------ SELECTED PASSAGE ------

Report on Ubinas (Peru) — 30 April-6 May 2014
Smithsonian / US Geological Survey Weekly Volcanic Activity Report,
30 April-6 May 2014
Managing Editor: Sally Kuhn Sennert
Please cite this report as:
Global Volcanism Program, 2014. Report on Ubinas (Peru). In: Sennert, S K (ed.), Weekly Volcanic Activity Report, 30 April-6 May 2014. Smithsonian Institution and US Geological Survey.
16.355°S, 70.903°W; summit elev. 5672 m
All times are local (unless otherwise noted)
IGP's Observatorio Volcanologico de Arequipa (IGP-OVA) and Observatorio Vulcanológico del INGEMMET (OVI) reported that during 30 April-1 May seismic activity at Ubinas increased significantly, and then declined through 6 May. Explosions generated ash plumes that rose 0.2-3 km above the crater and drifted in multiple directions, especially to the S, SE, E, and NE. Ash fell in various towns downwind of the plumes including Querapi (4 km S), Ubinas (6.5 km SSE), Escacha, Anascapa, San Miguel, and Lloque. On 4 May minor amounts of ash fell throughout the Ubinas valley, more than 15 km away. Although sulfur dioxide emissions had been declining since the peak on 15 April (4,873 tons per day) they continued to be high at more than 1,000 tons per day; villages downwind reported strong sulfur odors.
Geological Summary. A small, 1.4-km-wide caldera cuts the top of Ubinas, Perú's most active volcano, giving it a truncated appearance. It is the northernmost of three young volcanoes located along a regional structural lineament about 50 km behind the main volcanic front. The growth and destruction of Ubinas I was followed by construction of Ubinas II beginning in the mid-Pleistocene. The upper slopes of the andesitic-to-rhyolitic Ubinas II stratovolcano are composed primarily of andesitic and trachyandesitic lava flows and steepen to nearly 45 degrees. The steep-walled, 150-m-deep summit caldera contains an ash cone with a 500-m-wide funnel-shaped vent that is 200 m deep. Debris-avalanche deposits from the collapse of the SE flank about 3,700 years ago extend 10 km from the volcano. Widespread Plinian pumice-fall deposits include one of Holocene age about 1,000 years ago. Holocene lava flows are visible on the flanks, but historical activity, documented since the 16th century, has consisted of intermittent minor-to-moderate explosive eruptions.

------ AVAILABLE DATA ------

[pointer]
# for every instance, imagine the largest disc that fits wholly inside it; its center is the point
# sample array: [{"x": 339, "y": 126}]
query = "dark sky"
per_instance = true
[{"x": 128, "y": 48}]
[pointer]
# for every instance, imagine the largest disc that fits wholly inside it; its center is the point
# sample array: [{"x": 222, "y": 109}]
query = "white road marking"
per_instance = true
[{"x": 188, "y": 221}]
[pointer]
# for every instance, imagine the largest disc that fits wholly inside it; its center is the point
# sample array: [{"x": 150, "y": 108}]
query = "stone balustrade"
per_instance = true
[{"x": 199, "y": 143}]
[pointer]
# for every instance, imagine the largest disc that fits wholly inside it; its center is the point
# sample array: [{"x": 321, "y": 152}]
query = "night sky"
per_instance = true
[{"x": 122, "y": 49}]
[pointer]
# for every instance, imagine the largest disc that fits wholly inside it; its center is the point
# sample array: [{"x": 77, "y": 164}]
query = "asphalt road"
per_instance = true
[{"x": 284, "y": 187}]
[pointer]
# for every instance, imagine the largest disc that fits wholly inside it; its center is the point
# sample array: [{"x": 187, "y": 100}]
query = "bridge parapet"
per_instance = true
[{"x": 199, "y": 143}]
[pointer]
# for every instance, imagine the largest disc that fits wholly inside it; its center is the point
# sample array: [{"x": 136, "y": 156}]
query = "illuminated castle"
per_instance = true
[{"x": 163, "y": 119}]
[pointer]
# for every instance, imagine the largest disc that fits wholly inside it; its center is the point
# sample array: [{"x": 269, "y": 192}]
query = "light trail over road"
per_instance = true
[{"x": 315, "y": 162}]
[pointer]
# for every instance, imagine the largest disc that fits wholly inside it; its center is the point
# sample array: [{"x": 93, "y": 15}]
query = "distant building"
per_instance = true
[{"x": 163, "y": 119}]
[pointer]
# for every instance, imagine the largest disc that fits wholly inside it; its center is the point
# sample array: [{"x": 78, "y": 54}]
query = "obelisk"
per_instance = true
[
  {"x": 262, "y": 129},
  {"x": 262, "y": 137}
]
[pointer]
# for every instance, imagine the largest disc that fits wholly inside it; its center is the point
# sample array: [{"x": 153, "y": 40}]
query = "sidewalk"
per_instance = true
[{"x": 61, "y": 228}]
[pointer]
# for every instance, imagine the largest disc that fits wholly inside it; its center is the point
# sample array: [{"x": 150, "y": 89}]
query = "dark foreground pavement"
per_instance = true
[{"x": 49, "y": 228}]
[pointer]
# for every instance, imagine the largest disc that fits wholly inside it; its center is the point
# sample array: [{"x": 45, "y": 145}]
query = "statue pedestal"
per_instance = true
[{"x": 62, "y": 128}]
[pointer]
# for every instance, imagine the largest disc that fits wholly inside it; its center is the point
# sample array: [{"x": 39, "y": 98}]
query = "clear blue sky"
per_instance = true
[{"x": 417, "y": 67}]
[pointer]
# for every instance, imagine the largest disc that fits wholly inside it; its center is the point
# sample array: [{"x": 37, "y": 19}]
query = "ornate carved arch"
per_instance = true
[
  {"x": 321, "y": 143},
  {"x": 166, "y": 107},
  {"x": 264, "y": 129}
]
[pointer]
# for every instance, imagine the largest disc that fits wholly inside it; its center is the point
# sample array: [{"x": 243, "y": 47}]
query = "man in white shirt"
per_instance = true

------

*EXERCISE:* Condense the paragraph of the Ubinas activity report that begins "IGP's Observatorio Volcanologico de Arequipa" into a short bulleted list that keeps its main facts. The records are not used in any task.

*YOUR SOLUTION:*
- IGP-OVA and OVI reported that seismic activity at Ubinas rose sharply during 30 April-1 May and then declined through 6 May.
- Explosions produced ash plumes 0.2-3 km above the crater that drifted in several directions, mainly S, SE, E, and NE.
- Ash fell on downwind towns including Querapi, Ubinas, Escacha, Anascapa, San Miguel, and Lloque. On 4 May minor ash fell throughout the Ubinas valley, more than 15 km away.
- Sulfur dioxide emissions had been declining since their 15 April peak of 4,873 tons per day but stayed above 1,000 tons per day. Downwind villages reported strong sulfur odors.